PROBLEM TO SOLVE:
Turn the material, from its start through the line containing "box: [0, 330, 500, 384]", into a numbered list with one line per item and no blank lines. Leave out the pictures.

DATA:
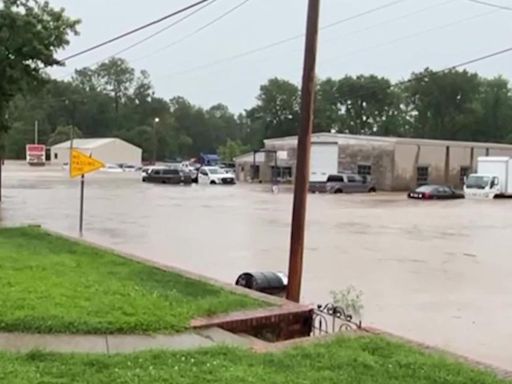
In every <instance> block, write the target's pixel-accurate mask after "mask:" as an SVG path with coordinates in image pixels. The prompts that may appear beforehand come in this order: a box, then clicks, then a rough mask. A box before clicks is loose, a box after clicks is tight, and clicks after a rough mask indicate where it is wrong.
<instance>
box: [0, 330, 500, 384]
mask: <svg viewBox="0 0 512 384" xmlns="http://www.w3.org/2000/svg"><path fill="white" fill-rule="evenodd" d="M0 382H1V383H2V384H21V383H23V384H39V383H46V384H50V383H59V384H60V383H70V384H71V383H72V384H81V383H91V384H92V383H94V384H121V383H137V384H157V383H158V384H162V383H164V384H165V383H169V384H171V383H172V384H176V383H194V384H197V383H225V384H229V383H233V384H240V383H244V384H245V383H255V384H267V383H268V384H274V383H275V384H279V383H283V384H284V383H322V384H327V383H335V384H345V383H346V384H379V383H381V384H391V383H397V384H405V383H410V384H426V383H428V384H434V383H439V384H441V383H442V384H491V383H492V384H495V383H506V382H507V381H505V380H499V379H497V378H496V377H495V376H494V375H493V374H490V373H487V372H483V371H478V370H476V369H473V368H470V367H468V366H465V365H463V364H460V363H457V362H453V361H449V360H447V359H446V358H444V357H440V356H435V355H430V354H426V353H423V352H420V351H418V350H416V349H414V348H412V347H409V346H405V345H403V344H397V343H393V342H390V341H388V340H385V339H383V338H379V337H340V338H338V339H336V340H334V341H332V342H330V343H324V344H316V345H311V346H307V347H306V346H303V347H299V348H296V349H293V350H289V351H286V352H280V353H268V354H262V355H257V354H254V353H251V352H247V351H240V350H236V349H229V348H215V349H207V350H200V351H196V352H187V353H181V352H180V353H177V352H175V353H170V352H148V353H140V354H133V355H114V356H78V355H56V354H43V353H39V352H36V353H31V354H28V355H6V354H0Z"/></svg>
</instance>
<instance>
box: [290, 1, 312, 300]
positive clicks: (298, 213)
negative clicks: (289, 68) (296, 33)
mask: <svg viewBox="0 0 512 384" xmlns="http://www.w3.org/2000/svg"><path fill="white" fill-rule="evenodd" d="M319 18H320V0H309V3H308V16H307V26H306V46H305V53H304V70H303V75H302V91H301V124H300V131H299V135H298V143H297V170H296V175H295V190H294V194H293V213H292V230H291V238H290V259H289V264H288V289H287V292H286V298H287V299H288V300H291V301H294V302H297V303H298V302H299V301H300V291H301V283H302V265H303V257H304V229H305V224H306V203H307V194H308V183H309V159H310V153H311V135H312V132H313V117H314V104H315V71H316V54H317V45H318V23H319Z"/></svg>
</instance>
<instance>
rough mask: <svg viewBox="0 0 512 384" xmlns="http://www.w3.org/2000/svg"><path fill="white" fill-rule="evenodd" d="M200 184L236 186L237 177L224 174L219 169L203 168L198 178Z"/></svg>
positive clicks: (230, 175)
mask: <svg viewBox="0 0 512 384" xmlns="http://www.w3.org/2000/svg"><path fill="white" fill-rule="evenodd" d="M197 181H198V183H199V184H228V185H229V184H231V185H233V184H236V180H235V175H232V174H230V173H226V172H224V170H223V169H221V168H219V167H202V168H200V169H199V174H198V176H197Z"/></svg>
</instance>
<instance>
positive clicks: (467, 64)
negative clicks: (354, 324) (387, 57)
mask: <svg viewBox="0 0 512 384" xmlns="http://www.w3.org/2000/svg"><path fill="white" fill-rule="evenodd" d="M509 52H512V47H507V48H504V49H500V50H498V51H494V52H491V53H488V54H485V55H483V56H478V57H476V58H473V59H469V60H466V61H463V62H460V63H458V64H455V65H451V66H449V67H445V68H443V69H439V70H437V71H432V72H426V73H423V74H417V75H416V76H413V75H411V77H410V78H408V79H406V80H402V81H397V82H395V83H393V84H391V88H396V87H399V86H402V85H406V84H409V83H412V82H414V81H416V80H418V79H419V80H422V79H428V78H429V77H430V76H436V75H441V74H443V73H445V72H449V71H453V70H456V69H459V68H461V67H465V66H467V65H470V64H475V63H478V62H481V61H485V60H488V59H491V58H493V57H497V56H501V55H504V54H506V53H509ZM371 92H372V91H366V92H365V91H362V92H358V93H353V94H351V95H349V96H351V97H361V96H365V95H368V94H370V93H371Z"/></svg>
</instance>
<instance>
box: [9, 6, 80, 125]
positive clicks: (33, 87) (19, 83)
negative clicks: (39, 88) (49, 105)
mask: <svg viewBox="0 0 512 384" xmlns="http://www.w3.org/2000/svg"><path fill="white" fill-rule="evenodd" d="M78 23H79V21H78V20H73V19H70V18H69V17H67V16H66V15H65V14H64V10H63V9H54V8H52V7H51V6H50V5H49V3H48V2H47V1H44V2H43V1H39V0H4V1H3V2H2V4H0V79H1V81H0V131H4V132H5V131H7V130H8V128H9V121H8V118H7V111H8V107H9V104H10V102H11V101H12V100H13V99H14V97H15V96H16V95H18V94H21V93H27V92H33V89H34V88H35V87H38V86H40V85H41V83H42V80H43V79H44V78H45V74H44V71H45V69H46V68H48V67H51V66H55V65H58V64H60V62H59V60H58V59H57V58H56V57H55V53H56V52H57V51H58V50H59V49H62V48H64V47H66V46H67V45H68V44H69V39H68V36H69V34H70V33H76V27H77V25H78Z"/></svg>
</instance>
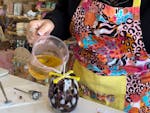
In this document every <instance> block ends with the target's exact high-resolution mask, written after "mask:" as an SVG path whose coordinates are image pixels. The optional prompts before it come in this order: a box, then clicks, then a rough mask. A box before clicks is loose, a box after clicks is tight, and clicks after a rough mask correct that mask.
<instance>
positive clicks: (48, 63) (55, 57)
mask: <svg viewBox="0 0 150 113" xmlns="http://www.w3.org/2000/svg"><path fill="white" fill-rule="evenodd" d="M37 59H38V61H39V62H40V63H42V64H43V65H45V66H48V67H57V66H59V65H61V63H62V60H61V59H60V58H59V57H56V56H52V55H38V56H37Z"/></svg>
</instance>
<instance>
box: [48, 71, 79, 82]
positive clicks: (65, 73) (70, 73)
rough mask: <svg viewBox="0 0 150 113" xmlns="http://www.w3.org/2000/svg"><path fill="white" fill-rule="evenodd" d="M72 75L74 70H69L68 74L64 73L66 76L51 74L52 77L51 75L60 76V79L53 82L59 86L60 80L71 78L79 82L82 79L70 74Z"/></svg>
mask: <svg viewBox="0 0 150 113" xmlns="http://www.w3.org/2000/svg"><path fill="white" fill-rule="evenodd" d="M72 73H73V70H69V71H68V72H67V73H64V74H60V73H55V72H49V75H50V76H51V75H54V76H58V78H56V79H54V80H53V82H54V84H57V83H58V82H59V81H60V80H62V79H64V78H70V79H74V80H76V81H79V80H80V77H75V76H70V74H72Z"/></svg>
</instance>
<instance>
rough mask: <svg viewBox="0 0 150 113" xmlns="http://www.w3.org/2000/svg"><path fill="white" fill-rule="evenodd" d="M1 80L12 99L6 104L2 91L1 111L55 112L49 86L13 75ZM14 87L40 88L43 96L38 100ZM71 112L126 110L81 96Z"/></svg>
mask: <svg viewBox="0 0 150 113" xmlns="http://www.w3.org/2000/svg"><path fill="white" fill-rule="evenodd" d="M0 81H1V82H2V84H3V87H4V90H5V91H6V94H7V97H8V99H9V100H11V101H12V103H11V104H4V101H5V99H4V97H3V94H2V92H1V91H0V113H55V112H54V110H53V109H52V107H51V105H50V103H49V99H48V86H44V85H41V84H38V83H34V82H31V81H29V80H26V79H22V78H19V77H16V76H13V75H6V76H3V77H0ZM14 88H20V89H22V90H31V89H34V90H38V91H41V92H42V97H41V98H40V99H39V100H38V101H34V100H32V99H31V97H30V96H29V95H27V94H24V93H22V92H19V91H16V90H14ZM98 111H99V112H98ZM71 113H124V112H122V111H119V110H115V109H113V108H110V107H107V106H104V105H101V104H97V103H95V102H91V101H88V100H85V99H83V98H79V101H78V105H77V108H76V109H75V110H74V111H72V112H71Z"/></svg>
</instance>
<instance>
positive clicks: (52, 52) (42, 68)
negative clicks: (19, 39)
mask: <svg viewBox="0 0 150 113" xmlns="http://www.w3.org/2000/svg"><path fill="white" fill-rule="evenodd" d="M68 58H69V50H68V47H67V45H66V44H65V43H64V42H63V41H62V40H61V39H59V38H57V37H55V36H52V35H50V36H41V37H40V38H39V39H38V40H37V41H36V42H35V43H34V44H33V48H32V57H31V59H30V61H29V65H28V69H29V73H30V74H31V75H32V76H33V77H34V78H35V79H37V80H45V79H47V78H49V72H51V71H53V72H57V73H62V71H63V70H65V65H66V63H67V61H68Z"/></svg>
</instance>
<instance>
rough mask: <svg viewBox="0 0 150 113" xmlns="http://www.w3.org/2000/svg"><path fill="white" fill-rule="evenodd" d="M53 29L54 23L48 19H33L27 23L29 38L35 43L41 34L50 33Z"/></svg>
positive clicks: (27, 27) (41, 34)
mask: <svg viewBox="0 0 150 113" xmlns="http://www.w3.org/2000/svg"><path fill="white" fill-rule="evenodd" d="M53 29H54V24H53V22H52V21H50V20H48V19H43V20H33V21H31V22H30V23H29V24H28V25H27V33H26V37H27V40H28V42H29V43H30V44H33V43H34V42H35V41H36V40H37V39H38V37H39V36H43V35H49V34H50V33H51V32H52V30H53Z"/></svg>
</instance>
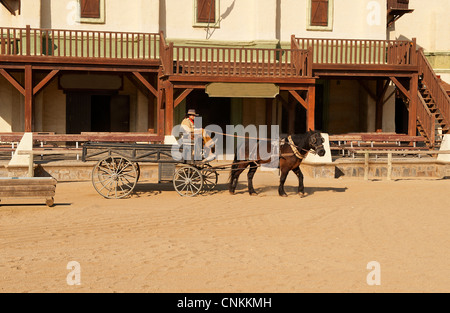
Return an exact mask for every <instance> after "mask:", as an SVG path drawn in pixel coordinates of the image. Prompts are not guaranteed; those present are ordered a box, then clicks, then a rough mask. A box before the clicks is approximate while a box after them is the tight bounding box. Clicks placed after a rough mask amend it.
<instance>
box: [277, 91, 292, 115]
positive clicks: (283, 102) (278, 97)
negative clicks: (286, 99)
mask: <svg viewBox="0 0 450 313" xmlns="http://www.w3.org/2000/svg"><path fill="white" fill-rule="evenodd" d="M276 99H278V100H280V101H281V105H282V106H283V108H285V109H286V111H289V103H288V102H287V101H286V100H284V98H283V97H282V96H281V95H278V96H276Z"/></svg>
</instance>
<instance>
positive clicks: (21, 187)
mask: <svg viewBox="0 0 450 313" xmlns="http://www.w3.org/2000/svg"><path fill="white" fill-rule="evenodd" d="M55 190H56V179H54V178H53V177H0V199H1V200H3V199H6V198H12V199H36V198H40V199H45V204H46V205H47V206H49V207H51V206H53V204H54V196H55Z"/></svg>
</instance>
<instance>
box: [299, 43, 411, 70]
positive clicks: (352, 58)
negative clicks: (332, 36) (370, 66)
mask: <svg viewBox="0 0 450 313" xmlns="http://www.w3.org/2000/svg"><path fill="white" fill-rule="evenodd" d="M295 41H296V42H297V45H298V47H299V48H300V49H308V48H311V49H312V51H313V52H312V54H313V62H314V64H343V65H345V64H351V65H416V63H417V61H416V53H415V51H416V42H415V40H413V41H400V40H359V39H313V38H295Z"/></svg>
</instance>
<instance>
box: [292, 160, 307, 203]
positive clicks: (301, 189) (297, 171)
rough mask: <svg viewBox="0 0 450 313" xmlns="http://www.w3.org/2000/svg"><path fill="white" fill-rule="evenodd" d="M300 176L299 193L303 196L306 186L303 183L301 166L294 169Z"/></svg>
mask: <svg viewBox="0 0 450 313" xmlns="http://www.w3.org/2000/svg"><path fill="white" fill-rule="evenodd" d="M292 171H293V172H294V173H295V175H297V177H298V194H299V195H300V196H301V197H302V198H303V197H304V196H305V186H304V185H303V173H302V171H301V170H300V166H299V167H296V168H294V169H293V170H292Z"/></svg>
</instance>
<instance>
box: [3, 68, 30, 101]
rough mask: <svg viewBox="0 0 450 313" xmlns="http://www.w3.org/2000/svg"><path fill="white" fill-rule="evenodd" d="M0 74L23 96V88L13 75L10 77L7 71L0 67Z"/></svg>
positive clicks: (21, 85)
mask: <svg viewBox="0 0 450 313" xmlns="http://www.w3.org/2000/svg"><path fill="white" fill-rule="evenodd" d="M0 74H2V75H3V77H5V79H6V80H7V81H9V82H10V83H11V85H13V86H14V87H15V88H16V89H17V90H18V91H19V92H20V93H21V94H22V95H24V96H25V88H23V87H22V85H21V84H20V83H19V82H18V81H17V80H16V79H15V78H14V77H12V76H11V75H10V74H9V73H8V72H7V71H5V70H4V69H2V68H0Z"/></svg>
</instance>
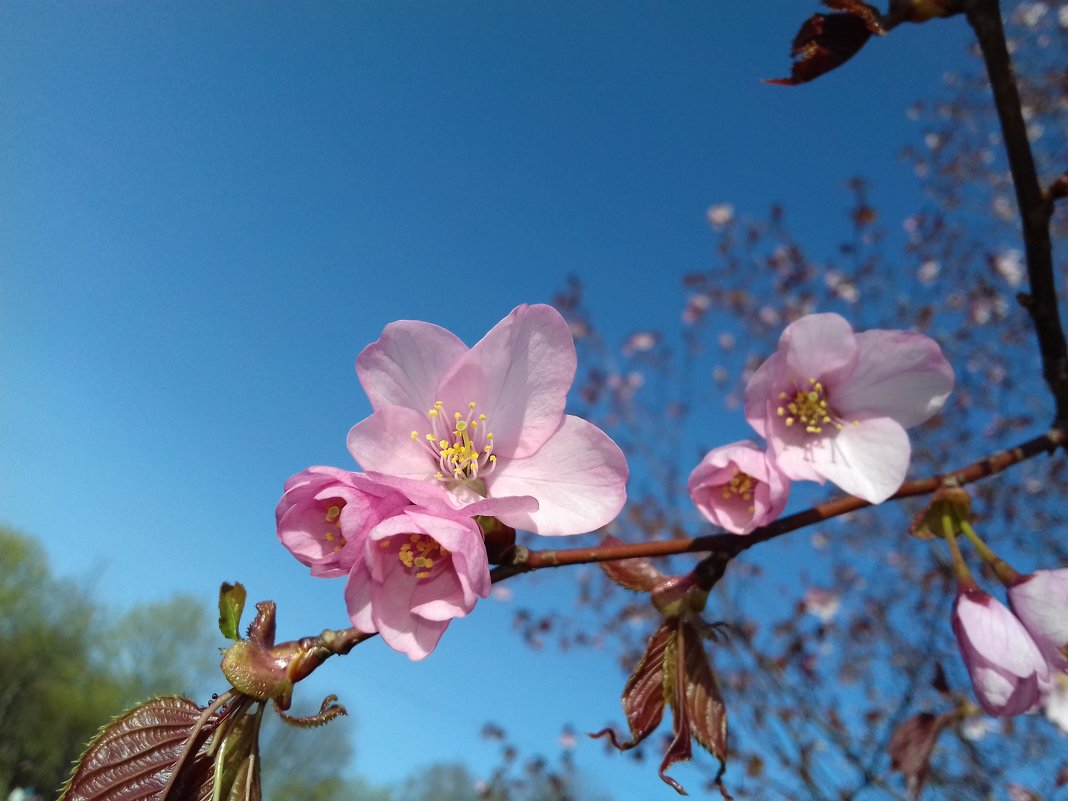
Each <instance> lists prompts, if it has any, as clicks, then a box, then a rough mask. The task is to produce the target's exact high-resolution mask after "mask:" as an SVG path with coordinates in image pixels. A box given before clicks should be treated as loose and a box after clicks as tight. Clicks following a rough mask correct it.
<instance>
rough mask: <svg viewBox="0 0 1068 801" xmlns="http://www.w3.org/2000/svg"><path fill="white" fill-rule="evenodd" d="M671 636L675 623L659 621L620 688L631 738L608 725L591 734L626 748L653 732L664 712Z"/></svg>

RESPONSE TO THE EXERCISE:
1. In every <instance> block, write the target's pixel-accurate mask after "mask:" as an SVG path with coordinates in image pixels. The prompts that may appear beforehand come in this order: a box, then clicks, then a rough mask. A box before clicks is loose, a box after clicks is tight, and clicks after a rough mask indicate where it is wrong.
2. <instance>
3. box: [0, 330, 500, 384]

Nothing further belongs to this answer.